EXERCISE DETAILS
Copy the rows from the start through the line containing "[(260, 49)]", swapping every "marker" for "dot" and changing nothing else.
····················
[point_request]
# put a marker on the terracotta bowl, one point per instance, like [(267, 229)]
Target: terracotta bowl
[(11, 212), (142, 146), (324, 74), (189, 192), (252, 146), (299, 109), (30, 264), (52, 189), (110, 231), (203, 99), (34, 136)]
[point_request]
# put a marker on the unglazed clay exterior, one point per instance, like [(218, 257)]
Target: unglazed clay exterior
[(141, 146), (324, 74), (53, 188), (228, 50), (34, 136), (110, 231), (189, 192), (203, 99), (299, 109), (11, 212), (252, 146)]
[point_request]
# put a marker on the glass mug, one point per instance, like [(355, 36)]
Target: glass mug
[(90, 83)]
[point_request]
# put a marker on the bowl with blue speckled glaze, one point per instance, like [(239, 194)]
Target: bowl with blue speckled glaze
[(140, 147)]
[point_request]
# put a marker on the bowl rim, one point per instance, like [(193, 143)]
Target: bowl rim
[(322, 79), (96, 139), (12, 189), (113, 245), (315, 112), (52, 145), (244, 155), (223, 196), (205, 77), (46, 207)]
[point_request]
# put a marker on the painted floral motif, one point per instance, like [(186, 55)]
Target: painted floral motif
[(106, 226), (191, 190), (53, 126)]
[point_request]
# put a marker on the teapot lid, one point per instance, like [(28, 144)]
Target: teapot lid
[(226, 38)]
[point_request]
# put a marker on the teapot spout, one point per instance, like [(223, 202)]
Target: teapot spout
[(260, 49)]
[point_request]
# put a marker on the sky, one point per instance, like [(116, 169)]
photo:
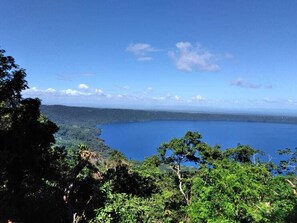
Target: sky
[(196, 55)]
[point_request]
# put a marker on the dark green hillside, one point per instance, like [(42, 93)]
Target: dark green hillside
[(91, 116), (78, 124), (41, 181)]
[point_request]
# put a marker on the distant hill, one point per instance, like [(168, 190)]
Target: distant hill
[(80, 124), (84, 116)]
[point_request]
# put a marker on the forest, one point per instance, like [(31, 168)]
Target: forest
[(47, 175)]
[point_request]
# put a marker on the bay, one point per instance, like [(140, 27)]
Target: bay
[(138, 140)]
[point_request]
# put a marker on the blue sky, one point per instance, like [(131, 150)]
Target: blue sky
[(158, 54)]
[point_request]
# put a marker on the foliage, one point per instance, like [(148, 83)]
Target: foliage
[(40, 182), (27, 161)]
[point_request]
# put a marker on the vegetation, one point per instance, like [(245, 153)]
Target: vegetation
[(41, 181)]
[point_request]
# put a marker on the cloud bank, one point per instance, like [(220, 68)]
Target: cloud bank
[(189, 58)]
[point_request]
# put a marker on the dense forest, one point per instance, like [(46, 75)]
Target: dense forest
[(76, 180)]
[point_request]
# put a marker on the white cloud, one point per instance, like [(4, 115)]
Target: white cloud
[(189, 58), (99, 91), (198, 98), (51, 90), (141, 51), (83, 86), (239, 82)]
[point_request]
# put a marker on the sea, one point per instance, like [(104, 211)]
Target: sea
[(138, 140)]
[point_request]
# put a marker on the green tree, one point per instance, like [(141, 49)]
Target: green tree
[(27, 160), (189, 148)]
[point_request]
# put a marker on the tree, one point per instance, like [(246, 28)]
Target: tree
[(27, 159), (189, 148)]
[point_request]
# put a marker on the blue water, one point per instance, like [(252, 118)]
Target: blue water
[(141, 139)]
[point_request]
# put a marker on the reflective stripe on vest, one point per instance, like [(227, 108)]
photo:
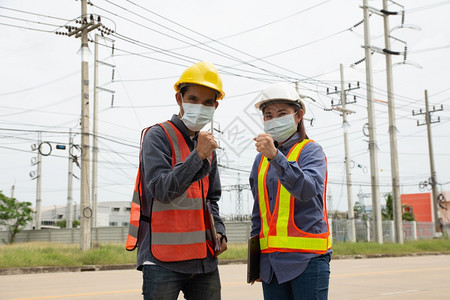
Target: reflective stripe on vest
[(278, 229), (135, 213), (178, 227)]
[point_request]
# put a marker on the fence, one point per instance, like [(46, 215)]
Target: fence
[(237, 232)]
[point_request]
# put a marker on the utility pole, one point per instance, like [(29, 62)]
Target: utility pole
[(69, 218), (95, 139), (397, 207), (239, 188), (345, 125), (373, 148), (85, 207), (428, 122)]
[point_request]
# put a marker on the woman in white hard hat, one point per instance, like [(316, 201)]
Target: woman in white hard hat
[(288, 182)]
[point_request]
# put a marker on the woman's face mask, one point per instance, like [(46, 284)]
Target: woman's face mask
[(196, 116), (281, 128)]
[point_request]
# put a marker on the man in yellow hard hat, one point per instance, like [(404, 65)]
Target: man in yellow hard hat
[(175, 220)]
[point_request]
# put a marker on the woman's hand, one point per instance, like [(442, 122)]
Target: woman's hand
[(264, 145)]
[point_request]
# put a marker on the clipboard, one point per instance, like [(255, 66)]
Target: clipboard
[(253, 259)]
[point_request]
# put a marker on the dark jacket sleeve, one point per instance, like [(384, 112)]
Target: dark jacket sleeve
[(214, 194)]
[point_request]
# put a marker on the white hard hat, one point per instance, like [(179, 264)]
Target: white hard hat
[(282, 92)]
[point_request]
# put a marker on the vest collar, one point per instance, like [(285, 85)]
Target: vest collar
[(182, 128)]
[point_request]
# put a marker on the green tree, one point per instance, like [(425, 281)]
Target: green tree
[(14, 215), (388, 212)]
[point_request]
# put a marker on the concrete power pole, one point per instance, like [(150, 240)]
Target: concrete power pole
[(352, 231), (69, 218), (376, 209), (345, 125), (397, 207), (85, 207), (428, 122)]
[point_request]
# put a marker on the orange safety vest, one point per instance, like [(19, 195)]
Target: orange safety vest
[(178, 228), (278, 229)]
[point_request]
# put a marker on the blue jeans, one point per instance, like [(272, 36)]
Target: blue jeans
[(163, 284), (311, 284)]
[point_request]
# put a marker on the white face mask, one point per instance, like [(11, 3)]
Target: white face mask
[(196, 116), (281, 128)]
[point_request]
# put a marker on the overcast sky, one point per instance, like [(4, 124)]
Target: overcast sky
[(253, 43)]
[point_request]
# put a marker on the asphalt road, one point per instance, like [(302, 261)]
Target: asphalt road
[(413, 277)]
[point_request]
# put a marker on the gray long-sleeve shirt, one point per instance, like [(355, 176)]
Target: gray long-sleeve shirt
[(165, 183)]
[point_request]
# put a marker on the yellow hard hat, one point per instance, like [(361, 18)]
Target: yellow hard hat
[(201, 73)]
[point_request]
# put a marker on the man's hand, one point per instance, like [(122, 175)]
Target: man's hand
[(264, 145), (223, 244), (205, 144)]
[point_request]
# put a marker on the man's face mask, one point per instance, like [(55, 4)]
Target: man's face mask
[(196, 116), (281, 128)]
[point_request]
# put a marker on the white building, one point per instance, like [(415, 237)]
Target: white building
[(112, 213)]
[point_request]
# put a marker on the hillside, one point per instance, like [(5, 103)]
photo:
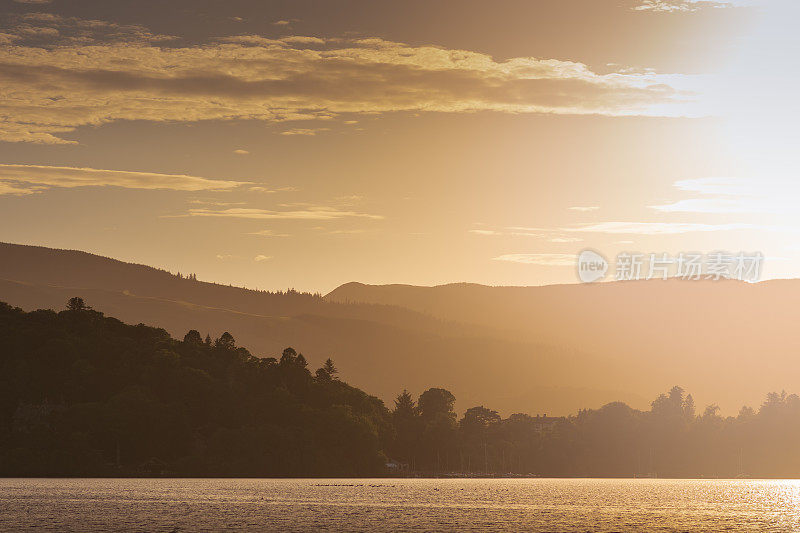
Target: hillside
[(725, 340), (383, 349)]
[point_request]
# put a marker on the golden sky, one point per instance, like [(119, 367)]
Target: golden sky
[(310, 143)]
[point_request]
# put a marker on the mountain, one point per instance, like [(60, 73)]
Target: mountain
[(724, 340), (381, 348)]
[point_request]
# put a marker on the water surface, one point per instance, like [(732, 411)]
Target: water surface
[(173, 505)]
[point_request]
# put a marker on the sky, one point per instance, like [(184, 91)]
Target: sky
[(306, 144)]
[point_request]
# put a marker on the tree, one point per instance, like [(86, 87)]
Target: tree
[(479, 418), (327, 372), (225, 342), (404, 407), (688, 407), (193, 338), (77, 304), (434, 402), (288, 357), (329, 368)]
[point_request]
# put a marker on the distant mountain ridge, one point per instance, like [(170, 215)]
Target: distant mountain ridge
[(383, 348), (718, 338), (551, 349)]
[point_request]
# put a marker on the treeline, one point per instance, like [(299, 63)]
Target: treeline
[(82, 394), (669, 440)]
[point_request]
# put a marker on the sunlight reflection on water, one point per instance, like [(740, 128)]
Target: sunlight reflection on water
[(399, 504)]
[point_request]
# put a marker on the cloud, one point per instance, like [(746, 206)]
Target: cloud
[(304, 131), (309, 213), (65, 73), (33, 178), (657, 228), (735, 196), (566, 234), (270, 190), (268, 233), (671, 6), (539, 259)]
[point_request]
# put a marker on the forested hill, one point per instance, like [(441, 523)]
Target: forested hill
[(83, 394), (380, 348), (86, 395)]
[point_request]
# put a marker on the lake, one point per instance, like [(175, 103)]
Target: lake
[(173, 505)]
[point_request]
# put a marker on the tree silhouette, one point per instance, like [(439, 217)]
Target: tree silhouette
[(77, 304)]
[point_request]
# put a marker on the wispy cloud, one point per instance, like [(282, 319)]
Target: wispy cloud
[(539, 259), (24, 179), (309, 213), (308, 132), (657, 228), (671, 6), (80, 73), (268, 233), (735, 195)]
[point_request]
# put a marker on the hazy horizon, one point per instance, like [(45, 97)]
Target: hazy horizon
[(272, 146)]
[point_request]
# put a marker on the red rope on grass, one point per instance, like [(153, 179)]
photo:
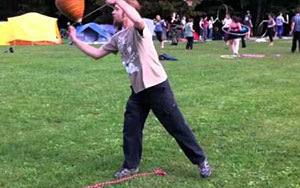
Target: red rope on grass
[(102, 184)]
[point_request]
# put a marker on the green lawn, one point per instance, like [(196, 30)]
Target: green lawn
[(61, 116)]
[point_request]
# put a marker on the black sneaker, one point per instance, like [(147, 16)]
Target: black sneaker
[(125, 172), (204, 169)]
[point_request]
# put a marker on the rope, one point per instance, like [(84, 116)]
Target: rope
[(113, 182)]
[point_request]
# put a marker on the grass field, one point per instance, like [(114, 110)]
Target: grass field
[(61, 116)]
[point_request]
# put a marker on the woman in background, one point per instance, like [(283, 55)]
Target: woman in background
[(159, 25)]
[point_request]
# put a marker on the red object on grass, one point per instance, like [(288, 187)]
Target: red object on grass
[(100, 185)]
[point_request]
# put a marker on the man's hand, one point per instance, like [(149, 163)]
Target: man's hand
[(72, 33)]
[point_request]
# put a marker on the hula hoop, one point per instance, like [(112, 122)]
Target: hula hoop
[(245, 30), (103, 6), (253, 56), (219, 9), (260, 25)]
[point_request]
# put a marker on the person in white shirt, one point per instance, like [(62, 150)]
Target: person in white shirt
[(226, 24), (279, 24)]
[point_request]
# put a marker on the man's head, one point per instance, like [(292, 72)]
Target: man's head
[(119, 15)]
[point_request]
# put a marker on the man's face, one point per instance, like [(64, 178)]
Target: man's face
[(118, 15)]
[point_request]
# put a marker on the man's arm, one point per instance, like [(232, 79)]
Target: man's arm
[(131, 12), (87, 49)]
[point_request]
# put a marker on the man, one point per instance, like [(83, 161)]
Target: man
[(248, 23), (150, 88), (279, 24), (295, 31)]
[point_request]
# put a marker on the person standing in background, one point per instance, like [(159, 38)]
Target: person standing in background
[(279, 24), (226, 24), (188, 34), (204, 27), (271, 28), (159, 27), (295, 31), (248, 23), (211, 27)]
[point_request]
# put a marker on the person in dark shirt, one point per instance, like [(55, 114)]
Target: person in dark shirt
[(295, 31)]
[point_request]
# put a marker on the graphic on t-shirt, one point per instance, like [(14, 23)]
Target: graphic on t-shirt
[(129, 56)]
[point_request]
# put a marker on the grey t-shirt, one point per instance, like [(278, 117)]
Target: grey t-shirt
[(139, 57)]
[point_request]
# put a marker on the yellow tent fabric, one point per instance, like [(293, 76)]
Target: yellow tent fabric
[(33, 28), (5, 33)]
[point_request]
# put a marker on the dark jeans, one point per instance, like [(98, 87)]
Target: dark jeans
[(271, 33), (161, 101), (189, 44), (279, 31), (296, 37)]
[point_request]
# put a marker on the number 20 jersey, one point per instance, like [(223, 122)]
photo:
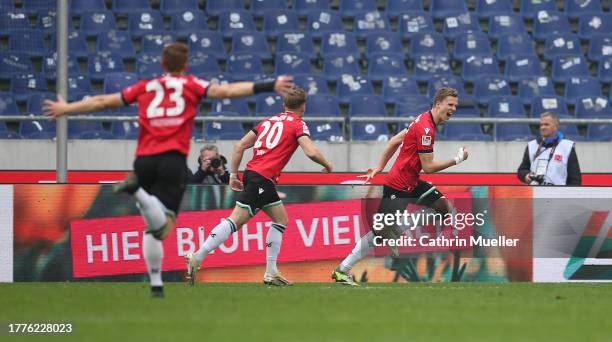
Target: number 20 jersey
[(277, 140), (167, 107)]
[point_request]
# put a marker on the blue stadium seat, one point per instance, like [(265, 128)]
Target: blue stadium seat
[(471, 44), (171, 7), (519, 67), (577, 87), (566, 67), (506, 106), (79, 7), (185, 23), (475, 67), (531, 8), (514, 45), (382, 66), (102, 63), (371, 22), (94, 23), (296, 42), (548, 23), (280, 21), (118, 42), (441, 9), (235, 21), (254, 43), (148, 66), (593, 107), (503, 24), (427, 66), (28, 41), (460, 24), (349, 86), (336, 66), (304, 7), (312, 84), (216, 7), (530, 87), (288, 63), (561, 44), (323, 22), (395, 89), (130, 6), (427, 44), (260, 7), (487, 87), (25, 84), (145, 22)]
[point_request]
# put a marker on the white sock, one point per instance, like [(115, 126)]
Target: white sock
[(274, 240), (153, 252), (151, 209), (361, 250), (217, 236)]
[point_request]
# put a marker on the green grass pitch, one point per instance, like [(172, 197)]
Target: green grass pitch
[(315, 312)]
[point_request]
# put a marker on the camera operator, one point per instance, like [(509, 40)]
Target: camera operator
[(550, 160), (211, 167)]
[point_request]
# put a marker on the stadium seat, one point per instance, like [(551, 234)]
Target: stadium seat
[(561, 44), (288, 63), (102, 63), (235, 21), (487, 87), (216, 7), (519, 67), (471, 44), (280, 21), (336, 66), (411, 24), (171, 7), (323, 22), (455, 26), (145, 22), (396, 89), (349, 86), (185, 23), (296, 42), (94, 23), (118, 42), (566, 67), (577, 87), (514, 45), (530, 87), (382, 66), (254, 43)]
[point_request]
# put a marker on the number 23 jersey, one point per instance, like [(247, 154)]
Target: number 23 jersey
[(277, 140), (167, 107)]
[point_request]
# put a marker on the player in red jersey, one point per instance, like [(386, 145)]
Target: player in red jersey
[(402, 183), (274, 141), (167, 108)]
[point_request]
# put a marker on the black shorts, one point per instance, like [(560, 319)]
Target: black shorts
[(164, 176), (259, 193)]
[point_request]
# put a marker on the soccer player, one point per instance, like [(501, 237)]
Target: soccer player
[(167, 107), (402, 183), (274, 141)]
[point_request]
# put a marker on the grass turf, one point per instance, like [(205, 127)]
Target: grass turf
[(315, 312)]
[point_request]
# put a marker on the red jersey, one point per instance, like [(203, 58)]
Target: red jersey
[(277, 139), (420, 137), (167, 107)]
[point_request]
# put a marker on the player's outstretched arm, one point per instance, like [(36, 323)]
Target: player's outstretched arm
[(313, 153), (96, 103), (431, 166)]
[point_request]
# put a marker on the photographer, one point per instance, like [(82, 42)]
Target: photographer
[(550, 160), (211, 167)]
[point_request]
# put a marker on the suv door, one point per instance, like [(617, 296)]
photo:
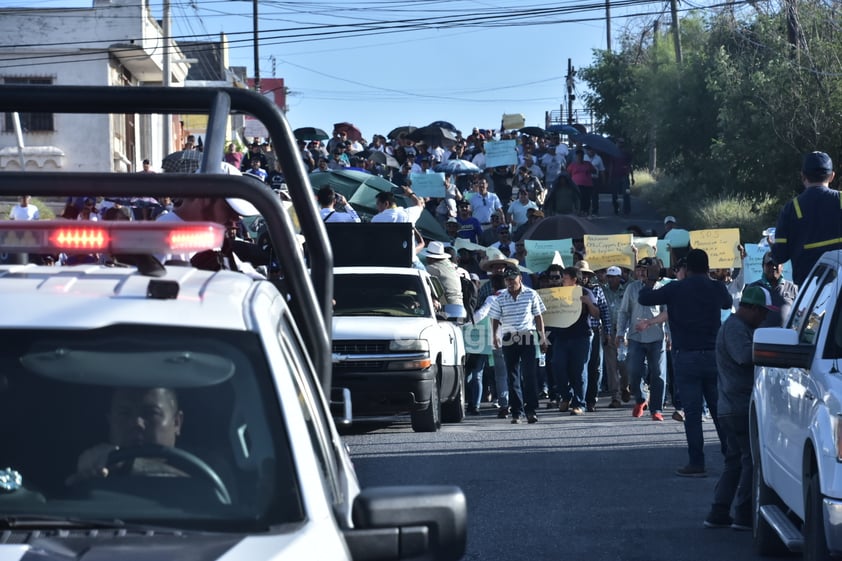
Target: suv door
[(793, 391)]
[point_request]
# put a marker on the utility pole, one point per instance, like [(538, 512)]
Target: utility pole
[(256, 48), (570, 79), (676, 31), (167, 119), (793, 30), (653, 134), (608, 25)]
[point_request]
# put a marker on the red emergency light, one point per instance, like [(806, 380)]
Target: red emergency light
[(114, 237)]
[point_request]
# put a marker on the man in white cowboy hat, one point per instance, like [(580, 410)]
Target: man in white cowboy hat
[(439, 265), (601, 327)]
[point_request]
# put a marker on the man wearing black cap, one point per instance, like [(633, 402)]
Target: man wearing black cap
[(783, 291), (811, 223), (694, 305), (517, 326)]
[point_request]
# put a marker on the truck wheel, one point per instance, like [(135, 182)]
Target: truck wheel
[(454, 410), (815, 541), (428, 420), (766, 540)]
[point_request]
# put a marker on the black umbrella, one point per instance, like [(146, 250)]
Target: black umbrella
[(310, 133), (569, 130), (600, 144), (397, 131), (444, 125), (382, 158), (532, 131), (183, 161)]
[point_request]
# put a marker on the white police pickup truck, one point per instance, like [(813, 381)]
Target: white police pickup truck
[(157, 412), (796, 422), (396, 349)]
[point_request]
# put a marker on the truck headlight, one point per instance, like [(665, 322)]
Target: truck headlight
[(837, 429), (409, 345)]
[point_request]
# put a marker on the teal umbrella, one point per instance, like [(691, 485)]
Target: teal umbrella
[(361, 188)]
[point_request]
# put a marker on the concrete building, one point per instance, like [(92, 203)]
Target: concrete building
[(114, 43)]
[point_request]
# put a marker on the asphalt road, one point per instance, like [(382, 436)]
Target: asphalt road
[(597, 487)]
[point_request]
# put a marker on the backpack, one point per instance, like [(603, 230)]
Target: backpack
[(469, 296)]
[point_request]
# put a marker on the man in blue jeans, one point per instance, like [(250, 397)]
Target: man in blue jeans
[(694, 318), (517, 324), (736, 381)]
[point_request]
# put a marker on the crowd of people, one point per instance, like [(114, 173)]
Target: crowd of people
[(557, 178), (648, 335)]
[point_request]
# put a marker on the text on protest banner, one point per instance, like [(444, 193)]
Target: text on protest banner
[(428, 184), (721, 245), (607, 251), (664, 253), (646, 247), (500, 153)]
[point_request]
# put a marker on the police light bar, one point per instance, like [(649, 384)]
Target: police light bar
[(115, 237)]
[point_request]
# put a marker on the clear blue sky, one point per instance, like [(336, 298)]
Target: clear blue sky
[(384, 63)]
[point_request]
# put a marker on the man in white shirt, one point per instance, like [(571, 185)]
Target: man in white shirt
[(328, 199), (389, 211), (485, 203), (519, 207), (24, 210)]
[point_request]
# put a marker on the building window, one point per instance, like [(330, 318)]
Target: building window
[(29, 122)]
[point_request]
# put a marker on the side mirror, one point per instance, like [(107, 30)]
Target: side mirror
[(411, 522), (455, 311)]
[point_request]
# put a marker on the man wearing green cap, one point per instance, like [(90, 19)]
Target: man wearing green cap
[(736, 379)]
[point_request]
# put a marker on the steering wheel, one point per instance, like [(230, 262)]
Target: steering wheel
[(180, 459)]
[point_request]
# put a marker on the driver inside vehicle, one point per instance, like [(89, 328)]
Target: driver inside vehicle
[(137, 417)]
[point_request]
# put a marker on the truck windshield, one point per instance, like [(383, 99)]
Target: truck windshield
[(380, 294), (142, 424)]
····················
ANSWER FOR THE TASK
[point_request]
# put a dot on the terracotta bowl, one point per instance, like [(267, 229)]
Target: terracotta bowl
[(11, 212), (142, 146), (324, 74), (189, 192), (252, 146), (299, 109), (30, 264), (52, 189), (110, 231), (203, 99), (34, 136)]
[point_request]
# put a dot on the unglazed clay exterior, one point per instance, like [(218, 257)]
Target: unglazed clay exterior
[(141, 146), (324, 74), (53, 188), (228, 50), (34, 136), (110, 231), (189, 192), (203, 99), (299, 109), (11, 212), (252, 146)]
[point_request]
# put a dot on the glass mug, one point per instance, like [(355, 36)]
Target: glass mug
[(90, 83)]
[point_request]
# put a dot on the bowl with blue speckled glaze, one point per instance, like [(239, 194)]
Target: bowl with blue speckled glaze
[(140, 147)]
[point_request]
# put a dot on the bowl rim, one point per instance, like [(193, 143)]
Target: bowl rim
[(322, 79), (96, 139), (12, 189), (113, 245), (315, 112), (52, 145), (244, 155), (223, 196), (205, 77), (46, 207)]
[point_request]
# put a dot on the painted floral motif, one point per instance, like [(186, 55)]
Target: painted floral motif
[(106, 226), (191, 190), (53, 126)]
[point_request]
# put a dot on the teapot lid, one point per instance, like [(28, 144)]
Target: teapot lid
[(226, 38)]
[point_request]
# put a dot on the teapot spout, one point per instance, like [(223, 202)]
Target: teapot spout
[(260, 49)]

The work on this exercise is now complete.